_Aim:_
The entries that follow should be written out exactly.

* BEGIN Dataset records *

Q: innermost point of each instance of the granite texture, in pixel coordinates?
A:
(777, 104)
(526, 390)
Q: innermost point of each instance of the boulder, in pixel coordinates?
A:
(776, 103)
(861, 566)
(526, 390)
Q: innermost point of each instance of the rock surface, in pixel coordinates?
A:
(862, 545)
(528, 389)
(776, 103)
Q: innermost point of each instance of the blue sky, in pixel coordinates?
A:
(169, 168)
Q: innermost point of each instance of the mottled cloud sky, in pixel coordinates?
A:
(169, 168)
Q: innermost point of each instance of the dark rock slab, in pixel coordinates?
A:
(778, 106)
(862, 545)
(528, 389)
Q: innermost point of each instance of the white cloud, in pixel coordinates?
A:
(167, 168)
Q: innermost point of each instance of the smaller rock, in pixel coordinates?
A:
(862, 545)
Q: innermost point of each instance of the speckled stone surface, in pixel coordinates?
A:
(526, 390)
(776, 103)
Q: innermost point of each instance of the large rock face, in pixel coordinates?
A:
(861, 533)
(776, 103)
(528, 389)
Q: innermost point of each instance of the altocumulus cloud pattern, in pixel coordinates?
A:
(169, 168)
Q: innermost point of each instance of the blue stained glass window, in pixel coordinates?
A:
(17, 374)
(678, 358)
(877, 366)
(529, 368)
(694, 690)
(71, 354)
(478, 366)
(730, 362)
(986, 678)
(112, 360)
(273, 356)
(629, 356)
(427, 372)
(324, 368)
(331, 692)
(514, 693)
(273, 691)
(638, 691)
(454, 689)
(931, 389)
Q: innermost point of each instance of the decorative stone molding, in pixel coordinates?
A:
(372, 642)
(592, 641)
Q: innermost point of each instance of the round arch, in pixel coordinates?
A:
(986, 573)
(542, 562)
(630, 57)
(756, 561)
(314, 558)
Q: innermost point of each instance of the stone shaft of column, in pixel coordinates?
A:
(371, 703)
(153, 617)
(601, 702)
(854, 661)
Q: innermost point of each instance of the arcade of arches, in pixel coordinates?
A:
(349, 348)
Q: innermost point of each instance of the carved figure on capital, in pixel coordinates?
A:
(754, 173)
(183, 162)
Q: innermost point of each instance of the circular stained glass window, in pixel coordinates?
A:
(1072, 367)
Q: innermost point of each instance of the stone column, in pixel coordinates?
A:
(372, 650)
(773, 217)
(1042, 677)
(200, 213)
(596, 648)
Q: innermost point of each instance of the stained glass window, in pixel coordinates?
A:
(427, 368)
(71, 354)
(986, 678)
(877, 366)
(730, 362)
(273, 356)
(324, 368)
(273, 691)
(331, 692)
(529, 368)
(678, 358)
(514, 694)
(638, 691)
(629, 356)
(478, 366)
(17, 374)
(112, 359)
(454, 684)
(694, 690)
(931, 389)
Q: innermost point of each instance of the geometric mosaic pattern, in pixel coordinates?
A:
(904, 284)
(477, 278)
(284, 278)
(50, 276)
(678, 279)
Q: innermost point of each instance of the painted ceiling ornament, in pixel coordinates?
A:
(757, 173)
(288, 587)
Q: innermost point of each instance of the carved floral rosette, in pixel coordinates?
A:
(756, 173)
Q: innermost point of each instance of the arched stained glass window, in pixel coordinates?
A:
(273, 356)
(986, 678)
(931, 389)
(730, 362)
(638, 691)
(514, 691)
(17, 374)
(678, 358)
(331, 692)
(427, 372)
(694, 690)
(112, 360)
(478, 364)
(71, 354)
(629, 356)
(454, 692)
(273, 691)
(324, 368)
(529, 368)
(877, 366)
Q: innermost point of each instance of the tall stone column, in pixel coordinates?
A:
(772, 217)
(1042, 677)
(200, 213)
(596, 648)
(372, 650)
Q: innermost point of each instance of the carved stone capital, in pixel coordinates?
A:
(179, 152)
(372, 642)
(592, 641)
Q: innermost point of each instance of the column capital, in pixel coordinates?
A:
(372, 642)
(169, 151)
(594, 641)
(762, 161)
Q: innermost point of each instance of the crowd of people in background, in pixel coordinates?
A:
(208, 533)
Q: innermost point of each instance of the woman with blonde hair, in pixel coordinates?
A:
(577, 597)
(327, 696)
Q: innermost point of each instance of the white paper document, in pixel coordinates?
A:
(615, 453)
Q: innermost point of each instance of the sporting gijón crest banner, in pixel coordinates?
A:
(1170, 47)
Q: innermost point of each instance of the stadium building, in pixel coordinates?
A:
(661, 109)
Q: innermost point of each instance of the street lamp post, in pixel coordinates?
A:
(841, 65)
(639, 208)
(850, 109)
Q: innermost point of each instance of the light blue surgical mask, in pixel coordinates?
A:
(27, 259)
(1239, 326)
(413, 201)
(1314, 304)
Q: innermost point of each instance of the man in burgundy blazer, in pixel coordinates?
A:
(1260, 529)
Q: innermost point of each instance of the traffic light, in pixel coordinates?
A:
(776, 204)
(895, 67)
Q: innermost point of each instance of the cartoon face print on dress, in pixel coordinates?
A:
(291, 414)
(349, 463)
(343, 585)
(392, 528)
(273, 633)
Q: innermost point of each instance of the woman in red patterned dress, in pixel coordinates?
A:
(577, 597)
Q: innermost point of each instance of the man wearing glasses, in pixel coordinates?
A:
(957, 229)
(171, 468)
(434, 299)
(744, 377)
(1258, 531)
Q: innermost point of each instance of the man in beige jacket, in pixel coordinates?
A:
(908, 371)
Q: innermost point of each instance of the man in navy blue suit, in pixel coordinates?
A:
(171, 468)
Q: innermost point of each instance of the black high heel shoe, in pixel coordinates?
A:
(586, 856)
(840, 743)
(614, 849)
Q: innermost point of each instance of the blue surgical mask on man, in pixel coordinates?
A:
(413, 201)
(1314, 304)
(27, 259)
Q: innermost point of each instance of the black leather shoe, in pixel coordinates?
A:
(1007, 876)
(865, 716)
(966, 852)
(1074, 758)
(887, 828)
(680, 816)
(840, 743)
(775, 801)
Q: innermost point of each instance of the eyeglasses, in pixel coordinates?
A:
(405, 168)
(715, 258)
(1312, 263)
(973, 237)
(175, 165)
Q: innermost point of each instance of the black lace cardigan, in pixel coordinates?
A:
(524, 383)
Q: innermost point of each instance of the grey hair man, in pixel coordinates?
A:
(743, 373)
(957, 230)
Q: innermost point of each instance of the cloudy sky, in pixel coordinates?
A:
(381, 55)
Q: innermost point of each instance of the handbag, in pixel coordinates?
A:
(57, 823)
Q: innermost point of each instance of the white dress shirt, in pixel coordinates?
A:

* END Dataset records *

_Reply:_
Q: innermost point of each instance of the granite texture, in pixel coordinates?
A:
(777, 104)
(526, 390)
Q: innermost point of each instance of the boulder, in pixel coordinates?
A:
(776, 103)
(861, 566)
(526, 390)
Q: innermost point of each instance of the rock surface, in pixel coordinates?
A:
(862, 545)
(528, 389)
(776, 103)
Q: innermost point of each instance of the blue sky, in pixel coordinates?
A:
(169, 168)
Q: innermost point of each instance of the mottled cloud sky, in pixel coordinates?
A:
(169, 168)
Q: innermost point of each instance of the dark rock slab, in pixel coordinates?
A:
(778, 106)
(862, 545)
(528, 389)
Q: innermost point of each instance of the white cloud, in pixel coordinates?
A:
(167, 168)
Q: innermost point of each instance of the smaller rock, in pixel coordinates?
A:
(862, 545)
Q: innermost point of each instance of the speckled stone surface, in pixel coordinates?
A:
(526, 390)
(776, 103)
Q: innermost point of each instance of the large rock face, in pixel coordinates?
A:
(861, 533)
(776, 103)
(528, 389)
Q: innermost point of each instance of the altocumulus cloud pattern, in pixel coordinates?
A:
(169, 168)
Q: innermost point of each instance of the blue stained glass window, in pixel coordinates?
A:
(17, 374)
(678, 358)
(877, 366)
(529, 368)
(694, 690)
(71, 354)
(478, 366)
(730, 362)
(986, 678)
(112, 360)
(273, 356)
(629, 356)
(427, 372)
(324, 368)
(331, 692)
(514, 693)
(273, 691)
(638, 691)
(454, 689)
(931, 389)
Q: innermost point of each instance of the decorative stone molding, in pixel coordinates?
A:
(372, 642)
(592, 641)
Q: innermost point of each instance of the round arch, in pixel coordinates?
A:
(986, 573)
(542, 562)
(630, 57)
(756, 561)
(314, 558)
Q: innermost point of each instance of the stone shaft of column, in pixel coordinates?
A:
(371, 703)
(153, 617)
(601, 702)
(854, 661)
Q: innermost point of each instance of the arcade of arches, in pixel coordinates?
A:
(349, 348)
Q: innermost point of each instance of the carved figure on capital, in pixel coordinates?
A:
(754, 173)
(183, 162)
Q: innermost point of each instance of the circular stained glass window, in pixel coordinates?
A:
(1072, 367)
Q: innermost point of each instance of the stone column, in pixel coordinates?
A:
(372, 650)
(773, 217)
(1042, 677)
(200, 213)
(596, 648)
Q: innermost point of each instance of the stained glass window, in pixel coordinates?
A:
(427, 368)
(71, 354)
(986, 678)
(877, 366)
(730, 362)
(273, 356)
(324, 368)
(273, 691)
(331, 692)
(529, 368)
(678, 358)
(514, 694)
(638, 691)
(629, 356)
(478, 366)
(17, 374)
(112, 359)
(454, 684)
(694, 690)
(931, 389)
Q: innermost point of each instance of the geometric mosaic pattern, in pixel coordinates?
A:
(904, 284)
(477, 278)
(284, 278)
(50, 276)
(678, 279)
Q: innermost point of each instance of the painted ceiling ornament, in pixel coordinates?
A:
(757, 173)
(288, 587)
Q: innermost point of each instance of the carved floral rosette, in pixel coordinates?
A:
(756, 173)
Q: innermost point of each instance of the arched stained glass window, in pixel coordinates?
A:
(273, 356)
(986, 678)
(931, 389)
(730, 362)
(638, 691)
(514, 691)
(17, 374)
(678, 358)
(331, 692)
(427, 372)
(694, 690)
(112, 360)
(478, 364)
(71, 354)
(629, 356)
(454, 692)
(273, 691)
(324, 368)
(529, 368)
(877, 366)
Q: innermost point of each instance of the tall stone column, in pixel coordinates?
A:
(772, 217)
(1042, 677)
(200, 213)
(596, 648)
(372, 650)
Q: innermost point of each instance of the carved stone capital, in pixel coordinates?
A:
(179, 152)
(372, 642)
(592, 641)
Q: innermost point of each instance of the column capital, in pixel coordinates?
A:
(372, 642)
(169, 151)
(594, 641)
(762, 161)
Q: innermost point of each instance of the crowd of people in background, in pixel coordinates?
A:
(208, 533)
Q: innermost point of each instance of the woman with blonde hair, in pixel coordinates?
A:
(577, 597)
(327, 696)
Q: innermost point of each instance of the white paper document, in pixel coordinates?
A:
(615, 453)
Q: innermost point of each instance of the sporting gijón crest banner, in pixel coordinates?
A:
(1170, 47)
Q: innermost point of each instance of the stadium building, in pixel coordinates?
A:
(661, 109)
Q: innermost point of each instance of the street lamp post, in pixel coordinates?
A:
(841, 65)
(639, 208)
(850, 109)
Q: innermost point of each instance of the light blue surgical mask, in pixel coordinates?
A:
(27, 259)
(1239, 326)
(413, 201)
(1314, 304)
Q: innermost point of each instance of the man in burgundy blazer, in pixel coordinates?
A:
(1260, 529)
Q: innermost point of each instance of the traffic light, in pixel coordinates?
A:
(776, 204)
(895, 67)
Q: innermost point of each instance of the cartoon face print on dress, in pixel coordinates?
A:
(291, 414)
(349, 463)
(343, 585)
(392, 528)
(273, 633)
Q: innermost point of each instance of the woman in red patterned dress, in pixel coordinates?
A:
(577, 597)
Q: innermost point of each instance of the man wearing glasses, in pixel coordinates?
A:
(957, 229)
(171, 468)
(434, 299)
(744, 377)
(1258, 531)
Q: innermost point of each instance of the man in beige jacket, in pixel coordinates?
A:
(908, 371)
Q: innermost point of each instance of the man in navy blue suit, in pixel coordinates?
A:
(171, 468)
Q: innermost point of each instance of the black high heel shoe, in pixel coordinates?
A:
(586, 856)
(840, 743)
(614, 849)
Q: innermost point of each instance of the blue surgical mask on man, in pixel coordinates?
A:
(413, 201)
(1314, 304)
(27, 259)
Q: innermost point of each instance of the black leather shoe, in pixel coordinates?
A:
(1007, 876)
(865, 716)
(966, 852)
(1074, 758)
(887, 828)
(680, 816)
(840, 743)
(775, 801)
Q: innermost point of each instance of the eyeglasses, in pixel coordinates?
A:
(405, 168)
(715, 258)
(1312, 263)
(973, 237)
(175, 165)
Q: innermost point of each instance of the black lace cardigan, in pixel coordinates?
A:
(524, 383)
Q: innermost point of each instance of the grey hair man, in pixel coordinates?
A:
(743, 373)
(957, 230)
Q: innermost point of each instance of the cloudy sky, in pixel coordinates?
A:
(381, 55)
Q: innermost point of each instance of the handbag, in pixel coordinates?
A:
(57, 823)
Q: innermost point of each instance of the white dress shirt, in pixel coordinates?
A:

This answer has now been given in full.